→ **ASSIGNMENT**: All lines in the records below with the word "shoulder" must be returned.

→ **Data entries**:
────────────────────────────────────────
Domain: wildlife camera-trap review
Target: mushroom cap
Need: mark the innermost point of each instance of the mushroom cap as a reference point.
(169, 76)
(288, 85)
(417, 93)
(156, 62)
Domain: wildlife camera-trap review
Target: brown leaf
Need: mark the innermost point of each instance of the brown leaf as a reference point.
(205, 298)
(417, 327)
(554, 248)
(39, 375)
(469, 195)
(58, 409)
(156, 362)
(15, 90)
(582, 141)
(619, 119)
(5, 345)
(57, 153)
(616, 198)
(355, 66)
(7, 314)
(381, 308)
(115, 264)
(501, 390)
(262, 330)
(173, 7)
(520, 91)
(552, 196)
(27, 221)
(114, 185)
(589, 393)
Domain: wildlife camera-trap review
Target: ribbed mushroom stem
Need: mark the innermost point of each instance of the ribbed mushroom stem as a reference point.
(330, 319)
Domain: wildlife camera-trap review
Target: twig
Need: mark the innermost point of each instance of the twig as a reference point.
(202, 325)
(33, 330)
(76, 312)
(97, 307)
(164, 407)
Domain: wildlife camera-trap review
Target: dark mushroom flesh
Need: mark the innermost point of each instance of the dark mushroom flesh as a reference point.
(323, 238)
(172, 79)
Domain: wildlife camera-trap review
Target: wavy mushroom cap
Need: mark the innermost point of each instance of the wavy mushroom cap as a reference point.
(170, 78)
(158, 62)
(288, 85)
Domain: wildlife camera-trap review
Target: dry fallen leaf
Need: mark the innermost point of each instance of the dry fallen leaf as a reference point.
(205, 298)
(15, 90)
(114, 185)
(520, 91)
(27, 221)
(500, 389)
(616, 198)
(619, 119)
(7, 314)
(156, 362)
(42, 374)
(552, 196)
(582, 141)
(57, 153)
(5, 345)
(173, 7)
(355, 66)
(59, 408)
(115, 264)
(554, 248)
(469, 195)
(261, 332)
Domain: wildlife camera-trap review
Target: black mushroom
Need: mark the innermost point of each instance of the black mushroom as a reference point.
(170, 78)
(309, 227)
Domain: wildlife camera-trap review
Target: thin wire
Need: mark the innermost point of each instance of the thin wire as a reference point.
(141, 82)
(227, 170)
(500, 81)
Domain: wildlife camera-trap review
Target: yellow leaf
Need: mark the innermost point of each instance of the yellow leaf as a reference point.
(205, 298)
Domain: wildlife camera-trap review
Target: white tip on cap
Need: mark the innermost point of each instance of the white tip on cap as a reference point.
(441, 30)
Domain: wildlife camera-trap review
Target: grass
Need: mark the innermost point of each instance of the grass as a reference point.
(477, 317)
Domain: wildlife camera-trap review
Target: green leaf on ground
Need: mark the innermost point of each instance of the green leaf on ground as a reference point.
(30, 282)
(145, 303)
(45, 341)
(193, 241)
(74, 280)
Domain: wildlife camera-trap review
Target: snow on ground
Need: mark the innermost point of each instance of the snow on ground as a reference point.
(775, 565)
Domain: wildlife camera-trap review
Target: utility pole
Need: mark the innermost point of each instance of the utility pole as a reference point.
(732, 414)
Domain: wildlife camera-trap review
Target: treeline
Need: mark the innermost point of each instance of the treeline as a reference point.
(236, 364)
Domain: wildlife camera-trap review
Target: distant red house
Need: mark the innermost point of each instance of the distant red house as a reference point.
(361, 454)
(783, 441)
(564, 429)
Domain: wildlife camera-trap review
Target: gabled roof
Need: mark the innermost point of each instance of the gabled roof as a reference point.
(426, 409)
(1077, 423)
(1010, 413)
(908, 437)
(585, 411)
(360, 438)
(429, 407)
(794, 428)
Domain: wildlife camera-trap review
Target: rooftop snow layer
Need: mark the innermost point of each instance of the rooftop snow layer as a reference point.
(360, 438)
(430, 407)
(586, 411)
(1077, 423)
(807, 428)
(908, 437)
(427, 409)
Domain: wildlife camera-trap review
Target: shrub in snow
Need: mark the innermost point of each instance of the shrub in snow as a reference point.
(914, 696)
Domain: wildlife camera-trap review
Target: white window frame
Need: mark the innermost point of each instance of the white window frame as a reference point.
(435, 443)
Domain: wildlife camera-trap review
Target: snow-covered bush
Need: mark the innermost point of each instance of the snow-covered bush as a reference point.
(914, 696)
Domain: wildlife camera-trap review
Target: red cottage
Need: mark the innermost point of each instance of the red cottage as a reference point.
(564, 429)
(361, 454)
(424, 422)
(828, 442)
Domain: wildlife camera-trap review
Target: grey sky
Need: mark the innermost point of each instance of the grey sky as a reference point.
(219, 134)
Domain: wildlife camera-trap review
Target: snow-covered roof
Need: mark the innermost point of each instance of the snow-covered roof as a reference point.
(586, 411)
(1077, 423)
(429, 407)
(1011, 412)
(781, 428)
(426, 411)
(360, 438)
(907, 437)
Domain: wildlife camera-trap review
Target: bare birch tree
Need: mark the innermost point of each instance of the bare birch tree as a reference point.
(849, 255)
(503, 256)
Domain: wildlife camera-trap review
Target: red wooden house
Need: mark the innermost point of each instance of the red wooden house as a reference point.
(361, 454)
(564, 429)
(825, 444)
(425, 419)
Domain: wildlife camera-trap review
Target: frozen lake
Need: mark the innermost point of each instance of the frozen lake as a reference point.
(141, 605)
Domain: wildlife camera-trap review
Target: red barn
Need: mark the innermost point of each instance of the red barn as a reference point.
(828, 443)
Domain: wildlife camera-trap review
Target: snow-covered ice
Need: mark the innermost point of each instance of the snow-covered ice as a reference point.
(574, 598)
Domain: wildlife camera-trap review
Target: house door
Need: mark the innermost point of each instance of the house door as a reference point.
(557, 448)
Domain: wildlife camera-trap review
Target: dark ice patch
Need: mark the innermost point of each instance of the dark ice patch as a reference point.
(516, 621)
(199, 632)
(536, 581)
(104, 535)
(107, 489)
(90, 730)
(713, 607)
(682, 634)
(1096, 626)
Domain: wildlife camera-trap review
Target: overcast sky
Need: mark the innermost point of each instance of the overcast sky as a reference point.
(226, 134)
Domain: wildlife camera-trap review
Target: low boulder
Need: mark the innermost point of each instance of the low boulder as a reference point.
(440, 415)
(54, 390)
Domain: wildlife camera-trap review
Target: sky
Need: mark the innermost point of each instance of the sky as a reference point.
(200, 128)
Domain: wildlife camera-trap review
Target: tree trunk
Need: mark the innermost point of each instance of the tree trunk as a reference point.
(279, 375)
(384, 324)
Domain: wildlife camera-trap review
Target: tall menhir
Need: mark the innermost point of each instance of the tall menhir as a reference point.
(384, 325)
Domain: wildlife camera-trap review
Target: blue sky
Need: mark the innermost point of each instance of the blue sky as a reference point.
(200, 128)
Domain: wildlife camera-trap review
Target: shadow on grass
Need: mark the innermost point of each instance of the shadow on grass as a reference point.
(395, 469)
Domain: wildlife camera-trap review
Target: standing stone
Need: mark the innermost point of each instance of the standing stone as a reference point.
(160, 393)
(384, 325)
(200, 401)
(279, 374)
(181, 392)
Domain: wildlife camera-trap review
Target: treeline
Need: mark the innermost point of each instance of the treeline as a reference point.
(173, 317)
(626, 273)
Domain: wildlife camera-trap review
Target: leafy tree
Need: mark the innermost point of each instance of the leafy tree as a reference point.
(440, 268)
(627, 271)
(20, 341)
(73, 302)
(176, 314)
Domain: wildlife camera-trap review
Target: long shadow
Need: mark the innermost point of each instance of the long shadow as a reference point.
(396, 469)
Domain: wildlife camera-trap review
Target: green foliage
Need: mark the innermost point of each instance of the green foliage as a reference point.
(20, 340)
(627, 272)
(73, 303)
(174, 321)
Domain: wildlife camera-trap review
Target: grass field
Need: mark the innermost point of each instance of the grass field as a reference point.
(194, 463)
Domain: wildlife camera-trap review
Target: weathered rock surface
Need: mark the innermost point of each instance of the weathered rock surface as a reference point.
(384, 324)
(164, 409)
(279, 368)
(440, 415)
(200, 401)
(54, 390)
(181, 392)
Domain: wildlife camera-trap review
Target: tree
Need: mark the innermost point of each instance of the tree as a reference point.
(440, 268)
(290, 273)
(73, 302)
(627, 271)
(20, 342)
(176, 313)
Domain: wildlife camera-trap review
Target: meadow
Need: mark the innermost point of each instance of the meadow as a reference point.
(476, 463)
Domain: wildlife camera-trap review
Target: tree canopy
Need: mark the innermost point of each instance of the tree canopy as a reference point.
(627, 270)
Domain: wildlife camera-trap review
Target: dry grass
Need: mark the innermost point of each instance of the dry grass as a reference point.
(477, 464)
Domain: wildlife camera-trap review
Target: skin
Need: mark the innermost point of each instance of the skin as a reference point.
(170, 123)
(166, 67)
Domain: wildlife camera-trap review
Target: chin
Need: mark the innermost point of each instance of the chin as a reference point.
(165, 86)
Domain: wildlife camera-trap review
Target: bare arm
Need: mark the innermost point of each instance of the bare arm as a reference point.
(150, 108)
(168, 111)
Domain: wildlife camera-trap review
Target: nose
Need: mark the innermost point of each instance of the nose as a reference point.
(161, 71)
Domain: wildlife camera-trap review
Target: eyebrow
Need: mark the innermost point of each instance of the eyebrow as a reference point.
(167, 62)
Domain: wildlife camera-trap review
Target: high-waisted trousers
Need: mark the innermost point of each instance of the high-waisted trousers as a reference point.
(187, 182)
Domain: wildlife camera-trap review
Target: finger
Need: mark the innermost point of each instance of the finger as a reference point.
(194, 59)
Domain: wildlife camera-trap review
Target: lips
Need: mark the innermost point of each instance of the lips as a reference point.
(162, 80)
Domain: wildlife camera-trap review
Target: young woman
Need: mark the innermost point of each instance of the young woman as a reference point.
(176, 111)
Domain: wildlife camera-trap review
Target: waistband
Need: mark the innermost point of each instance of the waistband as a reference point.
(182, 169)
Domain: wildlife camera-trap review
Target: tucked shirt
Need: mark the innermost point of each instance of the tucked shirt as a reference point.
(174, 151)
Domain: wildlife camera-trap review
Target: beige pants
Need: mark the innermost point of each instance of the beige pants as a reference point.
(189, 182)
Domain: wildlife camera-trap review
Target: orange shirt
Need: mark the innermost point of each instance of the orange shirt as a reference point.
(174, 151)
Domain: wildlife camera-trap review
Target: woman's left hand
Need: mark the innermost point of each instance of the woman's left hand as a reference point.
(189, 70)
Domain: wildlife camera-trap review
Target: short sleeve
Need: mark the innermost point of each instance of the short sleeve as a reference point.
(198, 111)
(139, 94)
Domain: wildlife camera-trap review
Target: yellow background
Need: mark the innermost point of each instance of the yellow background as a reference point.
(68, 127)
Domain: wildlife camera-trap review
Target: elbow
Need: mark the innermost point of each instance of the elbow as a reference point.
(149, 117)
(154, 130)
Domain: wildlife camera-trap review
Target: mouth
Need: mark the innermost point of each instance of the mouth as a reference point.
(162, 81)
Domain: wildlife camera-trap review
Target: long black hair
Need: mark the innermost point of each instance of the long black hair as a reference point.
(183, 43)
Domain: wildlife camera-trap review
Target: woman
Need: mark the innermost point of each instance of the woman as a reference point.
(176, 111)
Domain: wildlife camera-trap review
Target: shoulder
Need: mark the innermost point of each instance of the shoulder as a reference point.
────────────────────────────────────────
→ **SOLUTION BELOW**:
Target: shoulder
Need: mark the innermost point of each instance of the shoulder as a reference point.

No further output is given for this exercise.